*WRITTEN EXERCISE*: Can you print all of the records below word for word, leaving the pictures out of your answer?

+ + +

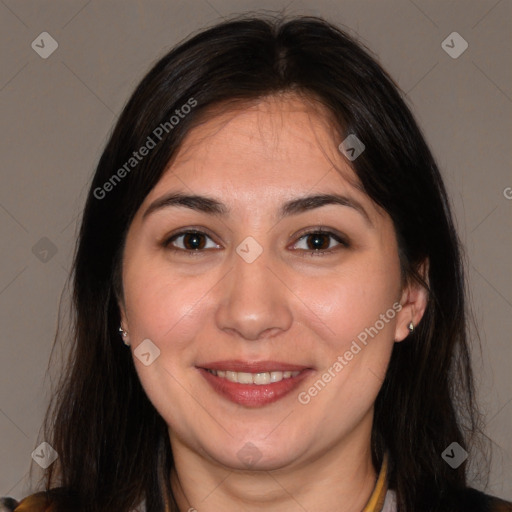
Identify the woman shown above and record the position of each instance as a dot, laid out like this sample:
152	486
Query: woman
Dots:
269	235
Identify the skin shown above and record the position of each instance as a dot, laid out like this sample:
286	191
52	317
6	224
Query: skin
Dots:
287	305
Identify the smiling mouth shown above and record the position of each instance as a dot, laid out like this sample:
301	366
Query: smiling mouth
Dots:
260	378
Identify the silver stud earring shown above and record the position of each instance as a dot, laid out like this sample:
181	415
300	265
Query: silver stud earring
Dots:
124	334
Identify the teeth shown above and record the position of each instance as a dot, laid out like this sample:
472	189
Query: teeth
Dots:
253	378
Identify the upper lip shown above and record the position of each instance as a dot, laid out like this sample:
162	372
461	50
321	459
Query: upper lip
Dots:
253	366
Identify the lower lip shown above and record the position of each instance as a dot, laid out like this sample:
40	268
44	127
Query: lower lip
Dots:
253	395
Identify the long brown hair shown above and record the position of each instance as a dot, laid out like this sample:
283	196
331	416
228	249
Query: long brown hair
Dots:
113	445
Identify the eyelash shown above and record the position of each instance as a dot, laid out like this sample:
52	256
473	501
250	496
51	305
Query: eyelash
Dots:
317	231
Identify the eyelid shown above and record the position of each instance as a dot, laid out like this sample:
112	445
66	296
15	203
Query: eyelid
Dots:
342	240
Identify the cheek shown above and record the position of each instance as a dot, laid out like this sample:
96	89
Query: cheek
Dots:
161	303
355	298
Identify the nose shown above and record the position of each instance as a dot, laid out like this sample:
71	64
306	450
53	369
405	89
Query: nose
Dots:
254	303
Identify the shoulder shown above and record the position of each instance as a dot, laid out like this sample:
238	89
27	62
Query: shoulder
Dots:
472	500
42	501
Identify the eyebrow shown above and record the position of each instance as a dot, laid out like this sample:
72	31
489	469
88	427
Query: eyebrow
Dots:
212	206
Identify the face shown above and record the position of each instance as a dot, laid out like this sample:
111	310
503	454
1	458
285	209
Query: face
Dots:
272	319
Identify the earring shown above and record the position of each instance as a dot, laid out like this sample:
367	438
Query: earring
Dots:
124	334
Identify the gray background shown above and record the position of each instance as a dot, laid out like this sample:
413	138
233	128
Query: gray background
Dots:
57	113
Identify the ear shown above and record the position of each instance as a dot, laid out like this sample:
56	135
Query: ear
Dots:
122	314
414	302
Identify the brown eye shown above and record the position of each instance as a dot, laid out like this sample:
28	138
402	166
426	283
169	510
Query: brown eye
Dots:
193	241
318	242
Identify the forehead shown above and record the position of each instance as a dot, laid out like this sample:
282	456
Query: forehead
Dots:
275	129
263	152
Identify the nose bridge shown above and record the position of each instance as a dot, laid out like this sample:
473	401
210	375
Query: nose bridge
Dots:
253	299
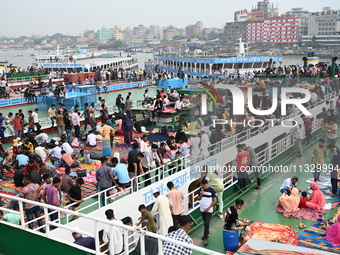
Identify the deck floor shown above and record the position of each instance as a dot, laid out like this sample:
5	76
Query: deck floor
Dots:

+ + +

*TASK RESPONSE*:
Identify the woman shown above and record the position of each instance as a dot, laid out like this sample:
152	486
Query: woman
Dots:
269	235
Identify the skin shown above and record the position of each instance as a dot, laid out like this sample:
286	191
52	317
6	224
Query: skin
Dots:
287	305
Identify the smiling mouth shown above and record the position of each instance as a dot, laid out like this sample:
301	366
Query: smiling mouth
Dots:
260	378
Identify the silver stud earring shown above and record the position of each instance as a dot, laid out like this sample:
181	415
300	265
Query: silver stud earring
Dots:
124	334
Identify the teeth shown above and record the position of each instance as a dot, laid out like this sample:
472	189
Query: teeth
Dots:
253	378
Identify the upper lip shown above and record the position of each instance as a dot, laid out like this sample:
162	372
461	50
321	459
Query: upper lip
Dots:
253	366
Identify the lower lip shown above and record the position of each instance as a dot, laid out like this sample:
40	268
44	127
Query: lower lip
Dots:
253	395
Identify the long brown hair shown above and record the position of each instance as a dot, laid out like this sample:
283	196
331	416
228	249
Query: long brown hair
Dots:
113	445
Identify the eyelash shown above and record the position of each instance as a dot, laid out like this sample:
52	256
473	501
250	496
51	305
Query: eyelash
Dots:
317	231
Identify the eyelid shown above and record the position of each instance as a dot, laid out like this sample:
112	445
66	296
15	203
Query: eyelid
Dots:
342	240
Identify the cheek shown above and record the position of each instance as a dot, laid out like this sample:
96	89
Query: cheek
Dots:
161	303
355	298
Identify the nose shown above and record the position of each instance as a dot, laid out like this sample:
71	64
306	450
53	369
405	89
Query: nose
Dots:
254	303
Identify the shoulder shown above and record the position of each instance as a dot, laid out like this sample:
238	89
27	62
Query: shoulder
Dots:
472	500
42	501
Identify the eyebrow shown above and record the position of each instance as a dot, laid out like this sample:
72	31
489	469
88	427
Query: eyebrow
Dots:
212	206
Identify the face shown above and record the position of each instance as a dot, laid out like this sample:
111	310
503	454
1	458
285	209
Query: face
Dots:
272	319
Identify the earring shown above and record the position of each instance as a dot, laid out like this sample:
367	438
Query: earring
Dots:
124	334
Identify the gray background shown above and record the position of each instance as a dot, laid out like this sample:
413	138
233	128
Query: gray background
Dots:
57	113
Identify the ear shown above and record the position of each instance as a dot, laid out like this sample:
56	135
Query: ear
Dots:
122	314
414	302
Identify the brown eye shown above and record the position of each instance as a dot, laid out like this sample:
28	138
402	166
426	283
169	510
Query: brown eye
Dots:
193	241
318	242
Identify the forehead shown above and record the position of each instance as a dot, laid out like this sample:
282	456
Query: forehead
Dots:
275	129
263	152
Identify the nose bridge shown above and record the position of each instance as a dot, laid out like this sample:
473	401
210	375
Query: nose bridge
Dots:
253	299
Identify the deck floor shown above and record the position of each instance as a dot, laid out like this sample:
5	76
Query: deck floor
Dots:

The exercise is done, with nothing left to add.